◆ **TASK REQUIREMENTS**:
Starting with the line containing "Where can the green hill" and ending with the last row, switch "green hill" to "grassy slope" and write those lines out again with nothing else changed.

Point annotation dataset rows
*****
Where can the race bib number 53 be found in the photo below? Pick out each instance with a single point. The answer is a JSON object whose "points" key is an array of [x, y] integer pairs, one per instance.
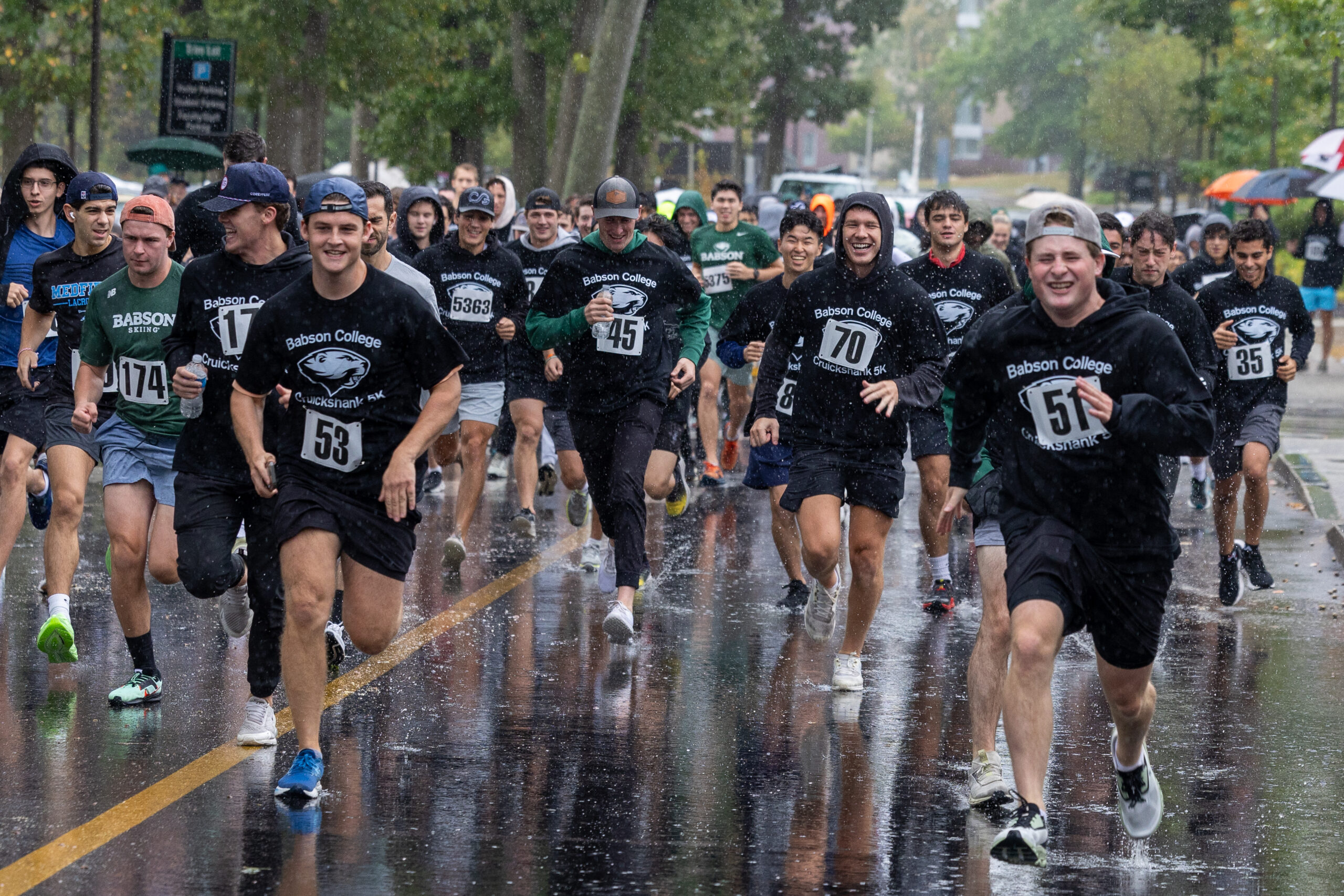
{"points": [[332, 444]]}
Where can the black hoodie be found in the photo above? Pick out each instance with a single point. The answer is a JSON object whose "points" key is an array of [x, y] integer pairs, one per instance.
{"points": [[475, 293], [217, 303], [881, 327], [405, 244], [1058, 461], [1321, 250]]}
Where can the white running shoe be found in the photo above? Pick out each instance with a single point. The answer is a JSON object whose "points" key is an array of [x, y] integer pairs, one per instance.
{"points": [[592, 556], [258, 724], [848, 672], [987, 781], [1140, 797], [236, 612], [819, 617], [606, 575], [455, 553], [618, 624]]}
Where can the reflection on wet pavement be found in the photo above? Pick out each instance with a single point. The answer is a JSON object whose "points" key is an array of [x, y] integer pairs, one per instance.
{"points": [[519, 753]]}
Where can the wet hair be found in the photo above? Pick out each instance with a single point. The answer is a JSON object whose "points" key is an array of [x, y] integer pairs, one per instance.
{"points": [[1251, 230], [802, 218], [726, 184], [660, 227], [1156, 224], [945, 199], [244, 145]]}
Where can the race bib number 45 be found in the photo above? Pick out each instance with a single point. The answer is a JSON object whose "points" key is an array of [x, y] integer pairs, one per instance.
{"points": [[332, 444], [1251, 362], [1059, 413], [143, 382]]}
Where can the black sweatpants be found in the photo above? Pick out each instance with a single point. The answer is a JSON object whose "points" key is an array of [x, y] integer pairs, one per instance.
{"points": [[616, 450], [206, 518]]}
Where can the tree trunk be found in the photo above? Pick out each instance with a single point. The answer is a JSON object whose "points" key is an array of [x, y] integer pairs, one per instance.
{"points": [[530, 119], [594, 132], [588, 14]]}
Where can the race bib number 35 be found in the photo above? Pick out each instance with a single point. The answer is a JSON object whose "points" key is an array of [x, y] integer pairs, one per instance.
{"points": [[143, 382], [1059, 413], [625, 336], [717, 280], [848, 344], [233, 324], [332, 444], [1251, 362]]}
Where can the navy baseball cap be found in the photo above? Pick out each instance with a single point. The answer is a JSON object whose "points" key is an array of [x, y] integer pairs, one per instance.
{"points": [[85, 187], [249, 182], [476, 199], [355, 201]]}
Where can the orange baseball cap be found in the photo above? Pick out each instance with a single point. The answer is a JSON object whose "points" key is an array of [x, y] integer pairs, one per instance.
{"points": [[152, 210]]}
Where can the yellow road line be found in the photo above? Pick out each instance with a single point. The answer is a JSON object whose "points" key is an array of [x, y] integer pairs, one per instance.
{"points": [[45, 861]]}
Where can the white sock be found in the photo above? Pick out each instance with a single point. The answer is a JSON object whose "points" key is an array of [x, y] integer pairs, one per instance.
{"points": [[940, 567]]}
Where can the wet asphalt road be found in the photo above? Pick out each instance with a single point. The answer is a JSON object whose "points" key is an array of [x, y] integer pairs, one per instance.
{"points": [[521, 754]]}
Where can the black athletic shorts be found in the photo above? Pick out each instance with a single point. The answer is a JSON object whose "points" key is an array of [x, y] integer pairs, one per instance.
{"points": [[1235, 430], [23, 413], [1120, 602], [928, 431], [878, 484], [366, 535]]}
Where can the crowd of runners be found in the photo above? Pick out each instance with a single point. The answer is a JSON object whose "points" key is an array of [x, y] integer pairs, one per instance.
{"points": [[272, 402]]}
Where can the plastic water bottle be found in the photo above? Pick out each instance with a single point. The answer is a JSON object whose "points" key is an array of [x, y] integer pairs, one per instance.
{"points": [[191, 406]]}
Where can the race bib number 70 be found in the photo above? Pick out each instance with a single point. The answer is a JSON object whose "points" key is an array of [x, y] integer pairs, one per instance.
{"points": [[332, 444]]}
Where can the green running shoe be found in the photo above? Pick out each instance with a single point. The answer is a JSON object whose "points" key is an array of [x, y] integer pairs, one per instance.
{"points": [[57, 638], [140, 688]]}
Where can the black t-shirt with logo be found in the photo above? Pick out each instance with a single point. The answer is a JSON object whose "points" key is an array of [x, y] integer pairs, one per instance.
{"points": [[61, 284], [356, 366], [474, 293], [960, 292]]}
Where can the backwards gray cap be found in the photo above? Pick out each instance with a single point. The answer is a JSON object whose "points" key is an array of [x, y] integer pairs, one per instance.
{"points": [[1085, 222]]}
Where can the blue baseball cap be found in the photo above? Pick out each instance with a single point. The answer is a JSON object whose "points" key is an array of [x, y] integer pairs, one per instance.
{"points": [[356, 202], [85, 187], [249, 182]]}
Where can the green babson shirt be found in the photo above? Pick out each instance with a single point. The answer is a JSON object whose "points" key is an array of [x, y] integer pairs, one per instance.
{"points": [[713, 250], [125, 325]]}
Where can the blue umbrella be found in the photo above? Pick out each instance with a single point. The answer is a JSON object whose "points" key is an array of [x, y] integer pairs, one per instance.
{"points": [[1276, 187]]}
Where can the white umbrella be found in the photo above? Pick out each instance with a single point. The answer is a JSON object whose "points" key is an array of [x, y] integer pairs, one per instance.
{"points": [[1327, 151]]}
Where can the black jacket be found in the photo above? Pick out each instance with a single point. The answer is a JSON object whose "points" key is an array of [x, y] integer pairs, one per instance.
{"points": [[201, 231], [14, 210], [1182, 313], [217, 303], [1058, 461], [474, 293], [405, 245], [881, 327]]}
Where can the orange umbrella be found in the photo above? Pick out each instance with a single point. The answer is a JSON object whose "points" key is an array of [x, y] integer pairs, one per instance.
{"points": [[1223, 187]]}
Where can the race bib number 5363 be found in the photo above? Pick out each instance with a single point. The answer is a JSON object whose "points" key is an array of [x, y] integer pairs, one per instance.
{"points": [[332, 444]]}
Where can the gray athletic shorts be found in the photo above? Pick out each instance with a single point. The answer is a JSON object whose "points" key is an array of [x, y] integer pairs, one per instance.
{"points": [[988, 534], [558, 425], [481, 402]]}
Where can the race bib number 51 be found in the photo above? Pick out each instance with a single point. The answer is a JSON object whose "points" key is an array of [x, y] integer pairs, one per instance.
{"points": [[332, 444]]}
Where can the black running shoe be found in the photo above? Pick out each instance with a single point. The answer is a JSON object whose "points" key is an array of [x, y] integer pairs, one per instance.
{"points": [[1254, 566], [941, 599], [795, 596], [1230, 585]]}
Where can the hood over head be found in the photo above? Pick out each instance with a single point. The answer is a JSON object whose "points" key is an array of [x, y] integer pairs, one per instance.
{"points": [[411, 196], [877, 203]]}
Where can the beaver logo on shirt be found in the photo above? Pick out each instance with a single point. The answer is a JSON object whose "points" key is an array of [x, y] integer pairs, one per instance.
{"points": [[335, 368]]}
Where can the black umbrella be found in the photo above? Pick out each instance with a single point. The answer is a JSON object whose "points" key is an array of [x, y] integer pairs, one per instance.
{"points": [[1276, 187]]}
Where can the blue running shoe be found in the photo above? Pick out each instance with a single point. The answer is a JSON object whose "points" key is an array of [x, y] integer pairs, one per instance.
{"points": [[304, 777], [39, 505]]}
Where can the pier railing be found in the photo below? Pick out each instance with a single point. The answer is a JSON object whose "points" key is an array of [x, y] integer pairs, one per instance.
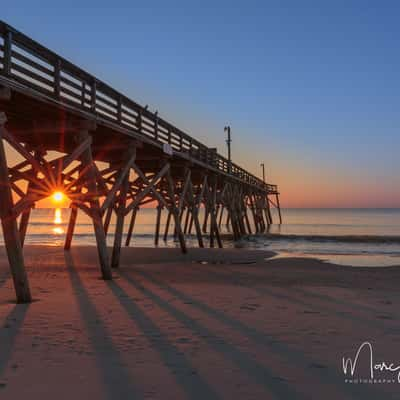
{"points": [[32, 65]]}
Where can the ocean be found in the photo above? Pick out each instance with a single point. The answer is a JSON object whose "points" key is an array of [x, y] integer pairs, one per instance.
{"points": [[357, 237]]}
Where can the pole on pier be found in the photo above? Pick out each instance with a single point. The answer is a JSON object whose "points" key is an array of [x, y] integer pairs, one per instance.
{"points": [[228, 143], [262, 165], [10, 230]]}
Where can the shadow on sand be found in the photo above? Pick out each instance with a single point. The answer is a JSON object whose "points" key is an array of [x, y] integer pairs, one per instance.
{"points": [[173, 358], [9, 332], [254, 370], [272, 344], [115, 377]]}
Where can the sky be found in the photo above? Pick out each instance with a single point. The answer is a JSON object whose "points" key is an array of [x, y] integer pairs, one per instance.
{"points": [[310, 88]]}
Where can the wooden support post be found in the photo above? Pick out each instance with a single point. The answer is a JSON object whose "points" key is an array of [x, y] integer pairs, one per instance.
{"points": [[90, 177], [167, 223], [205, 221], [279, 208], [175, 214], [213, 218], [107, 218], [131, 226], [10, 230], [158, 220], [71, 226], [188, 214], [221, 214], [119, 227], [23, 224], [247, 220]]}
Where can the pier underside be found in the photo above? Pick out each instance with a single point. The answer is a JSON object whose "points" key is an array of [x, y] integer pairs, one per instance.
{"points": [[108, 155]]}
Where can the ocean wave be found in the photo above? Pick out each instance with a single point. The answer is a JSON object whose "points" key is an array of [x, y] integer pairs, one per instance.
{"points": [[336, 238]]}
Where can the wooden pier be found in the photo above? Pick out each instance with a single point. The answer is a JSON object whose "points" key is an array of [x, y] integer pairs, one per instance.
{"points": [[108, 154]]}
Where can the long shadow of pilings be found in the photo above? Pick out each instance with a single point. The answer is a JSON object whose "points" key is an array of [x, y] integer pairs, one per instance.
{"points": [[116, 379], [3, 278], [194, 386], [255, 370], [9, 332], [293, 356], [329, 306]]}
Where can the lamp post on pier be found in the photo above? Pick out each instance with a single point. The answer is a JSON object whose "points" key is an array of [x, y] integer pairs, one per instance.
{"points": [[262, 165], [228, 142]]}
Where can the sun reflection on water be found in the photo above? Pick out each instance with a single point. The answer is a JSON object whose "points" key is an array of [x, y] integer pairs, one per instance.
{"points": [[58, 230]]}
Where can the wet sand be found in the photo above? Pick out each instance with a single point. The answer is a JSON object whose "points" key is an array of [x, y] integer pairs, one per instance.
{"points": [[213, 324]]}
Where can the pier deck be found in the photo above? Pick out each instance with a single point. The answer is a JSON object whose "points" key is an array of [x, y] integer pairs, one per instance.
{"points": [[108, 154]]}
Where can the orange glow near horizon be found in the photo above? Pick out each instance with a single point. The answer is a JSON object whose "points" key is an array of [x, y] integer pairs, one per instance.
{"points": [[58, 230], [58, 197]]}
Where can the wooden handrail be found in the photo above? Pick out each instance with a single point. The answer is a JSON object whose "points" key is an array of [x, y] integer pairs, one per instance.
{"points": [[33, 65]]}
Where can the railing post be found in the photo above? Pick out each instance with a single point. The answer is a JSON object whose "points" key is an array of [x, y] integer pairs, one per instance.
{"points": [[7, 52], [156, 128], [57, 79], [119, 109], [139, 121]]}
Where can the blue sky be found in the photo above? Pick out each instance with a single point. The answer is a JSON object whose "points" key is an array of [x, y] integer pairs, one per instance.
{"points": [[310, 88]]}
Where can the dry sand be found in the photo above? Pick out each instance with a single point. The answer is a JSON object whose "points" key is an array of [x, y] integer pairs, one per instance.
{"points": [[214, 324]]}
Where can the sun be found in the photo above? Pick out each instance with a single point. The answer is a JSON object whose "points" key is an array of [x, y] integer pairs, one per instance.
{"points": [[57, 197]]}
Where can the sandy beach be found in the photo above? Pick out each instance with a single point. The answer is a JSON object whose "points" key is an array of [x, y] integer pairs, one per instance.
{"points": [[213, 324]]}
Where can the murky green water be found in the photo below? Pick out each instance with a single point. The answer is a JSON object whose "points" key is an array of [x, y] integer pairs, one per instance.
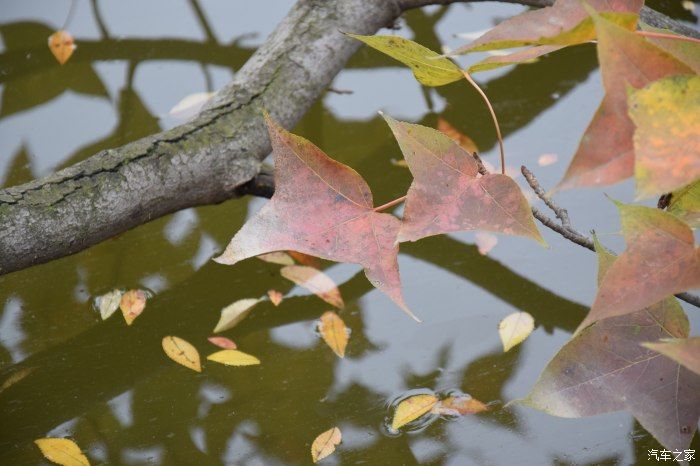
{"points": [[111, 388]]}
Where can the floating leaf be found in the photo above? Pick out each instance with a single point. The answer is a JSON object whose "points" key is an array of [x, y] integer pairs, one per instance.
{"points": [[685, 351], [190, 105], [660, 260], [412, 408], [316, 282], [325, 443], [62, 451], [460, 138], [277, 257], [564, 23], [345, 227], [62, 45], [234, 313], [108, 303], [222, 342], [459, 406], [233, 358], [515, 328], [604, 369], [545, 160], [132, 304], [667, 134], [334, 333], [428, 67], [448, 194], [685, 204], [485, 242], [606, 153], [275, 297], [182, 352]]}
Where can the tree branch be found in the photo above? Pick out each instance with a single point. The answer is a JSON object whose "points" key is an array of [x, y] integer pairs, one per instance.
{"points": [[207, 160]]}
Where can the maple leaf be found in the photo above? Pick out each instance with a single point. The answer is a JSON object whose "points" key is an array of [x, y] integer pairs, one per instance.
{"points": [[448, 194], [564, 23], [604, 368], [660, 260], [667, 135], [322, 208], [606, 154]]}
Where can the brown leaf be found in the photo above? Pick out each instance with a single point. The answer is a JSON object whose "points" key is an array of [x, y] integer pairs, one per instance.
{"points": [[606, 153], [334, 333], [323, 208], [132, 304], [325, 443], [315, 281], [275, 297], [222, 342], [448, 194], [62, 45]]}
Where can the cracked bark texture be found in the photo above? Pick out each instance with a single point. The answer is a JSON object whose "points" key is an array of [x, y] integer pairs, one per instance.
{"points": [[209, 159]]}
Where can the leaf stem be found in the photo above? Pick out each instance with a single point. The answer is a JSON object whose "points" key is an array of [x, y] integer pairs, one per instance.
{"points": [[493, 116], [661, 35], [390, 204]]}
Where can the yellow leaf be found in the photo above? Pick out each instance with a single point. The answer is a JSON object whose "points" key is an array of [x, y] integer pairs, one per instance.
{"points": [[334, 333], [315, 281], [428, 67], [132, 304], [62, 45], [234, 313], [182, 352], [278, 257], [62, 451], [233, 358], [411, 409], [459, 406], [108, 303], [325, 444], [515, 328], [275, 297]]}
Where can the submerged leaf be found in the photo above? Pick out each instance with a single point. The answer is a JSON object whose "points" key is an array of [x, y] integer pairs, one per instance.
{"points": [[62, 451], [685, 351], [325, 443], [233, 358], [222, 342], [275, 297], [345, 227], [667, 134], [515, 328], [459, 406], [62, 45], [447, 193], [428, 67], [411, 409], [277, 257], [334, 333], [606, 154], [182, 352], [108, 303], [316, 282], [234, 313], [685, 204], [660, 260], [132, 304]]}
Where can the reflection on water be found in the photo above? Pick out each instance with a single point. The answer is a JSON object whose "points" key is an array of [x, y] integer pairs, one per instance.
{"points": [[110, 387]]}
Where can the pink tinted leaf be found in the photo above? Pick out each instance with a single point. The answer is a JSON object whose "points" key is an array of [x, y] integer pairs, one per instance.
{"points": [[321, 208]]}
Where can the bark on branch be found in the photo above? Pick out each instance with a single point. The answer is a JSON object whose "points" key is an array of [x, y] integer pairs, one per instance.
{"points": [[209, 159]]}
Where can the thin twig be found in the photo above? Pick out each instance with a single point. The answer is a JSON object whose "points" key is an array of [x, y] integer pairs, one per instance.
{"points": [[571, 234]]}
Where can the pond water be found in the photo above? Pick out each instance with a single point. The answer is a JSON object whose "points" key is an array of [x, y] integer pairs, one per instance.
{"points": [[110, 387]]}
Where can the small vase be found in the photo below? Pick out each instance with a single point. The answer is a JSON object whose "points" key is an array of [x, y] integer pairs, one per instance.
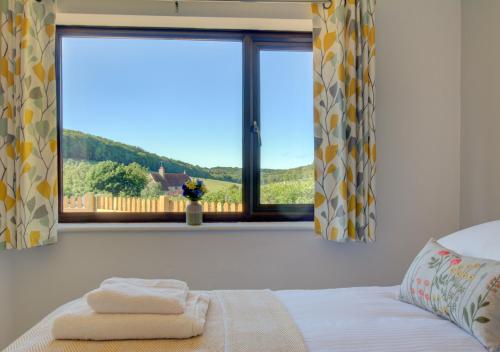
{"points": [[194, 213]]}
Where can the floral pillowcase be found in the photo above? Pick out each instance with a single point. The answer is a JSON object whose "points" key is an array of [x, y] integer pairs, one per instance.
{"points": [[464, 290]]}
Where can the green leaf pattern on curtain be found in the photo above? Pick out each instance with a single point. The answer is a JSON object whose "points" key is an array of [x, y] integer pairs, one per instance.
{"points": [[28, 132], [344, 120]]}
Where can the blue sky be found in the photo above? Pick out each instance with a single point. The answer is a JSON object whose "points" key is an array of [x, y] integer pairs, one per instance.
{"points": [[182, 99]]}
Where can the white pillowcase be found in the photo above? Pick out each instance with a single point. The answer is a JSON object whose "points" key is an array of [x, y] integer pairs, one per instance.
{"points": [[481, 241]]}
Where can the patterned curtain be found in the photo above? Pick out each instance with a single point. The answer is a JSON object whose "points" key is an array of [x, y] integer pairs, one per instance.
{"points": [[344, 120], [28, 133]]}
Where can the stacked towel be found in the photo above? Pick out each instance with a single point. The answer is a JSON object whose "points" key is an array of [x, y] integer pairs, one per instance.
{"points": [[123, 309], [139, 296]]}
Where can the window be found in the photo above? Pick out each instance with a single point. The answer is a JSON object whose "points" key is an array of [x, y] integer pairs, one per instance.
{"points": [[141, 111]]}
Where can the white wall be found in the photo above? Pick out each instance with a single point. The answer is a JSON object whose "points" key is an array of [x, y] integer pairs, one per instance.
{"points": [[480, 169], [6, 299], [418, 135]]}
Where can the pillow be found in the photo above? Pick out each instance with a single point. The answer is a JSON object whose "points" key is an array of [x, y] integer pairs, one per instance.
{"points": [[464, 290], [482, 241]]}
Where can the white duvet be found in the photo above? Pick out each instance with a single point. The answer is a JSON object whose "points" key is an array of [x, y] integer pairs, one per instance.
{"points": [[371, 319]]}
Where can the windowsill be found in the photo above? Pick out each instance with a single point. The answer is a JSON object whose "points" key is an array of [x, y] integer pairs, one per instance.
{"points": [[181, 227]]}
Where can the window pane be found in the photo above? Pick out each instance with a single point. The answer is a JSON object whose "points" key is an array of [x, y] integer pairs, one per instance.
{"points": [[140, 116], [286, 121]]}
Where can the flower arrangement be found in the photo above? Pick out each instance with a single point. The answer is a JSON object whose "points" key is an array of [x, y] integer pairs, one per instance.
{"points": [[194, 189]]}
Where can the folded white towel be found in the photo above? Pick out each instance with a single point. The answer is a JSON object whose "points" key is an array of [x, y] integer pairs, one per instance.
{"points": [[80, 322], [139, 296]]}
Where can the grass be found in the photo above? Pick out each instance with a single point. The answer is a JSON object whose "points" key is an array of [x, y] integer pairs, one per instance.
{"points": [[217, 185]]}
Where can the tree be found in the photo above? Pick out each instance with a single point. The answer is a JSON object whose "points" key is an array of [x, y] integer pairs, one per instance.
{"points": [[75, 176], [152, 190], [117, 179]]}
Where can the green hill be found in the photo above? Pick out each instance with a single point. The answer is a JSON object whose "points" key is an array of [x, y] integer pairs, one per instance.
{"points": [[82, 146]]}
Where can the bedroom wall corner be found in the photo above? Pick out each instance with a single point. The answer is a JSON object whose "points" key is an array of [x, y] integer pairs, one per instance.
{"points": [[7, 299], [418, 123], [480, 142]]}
*****
◆ **EXPECTED ANSWER**:
Where can the grassy slope be found in the photo above? Pick out each instance with a single point. The answer is a JSON object whose "points" key is an array of [x, y] integer pairs, one per instance.
{"points": [[82, 146]]}
Where can the bedroom wall corner be found in the photo above? Pick out each instance with a single point. The answer is a JSON object whose "points" key is an array of [x, y] integer pairs, one per instance.
{"points": [[7, 299], [418, 123], [480, 142]]}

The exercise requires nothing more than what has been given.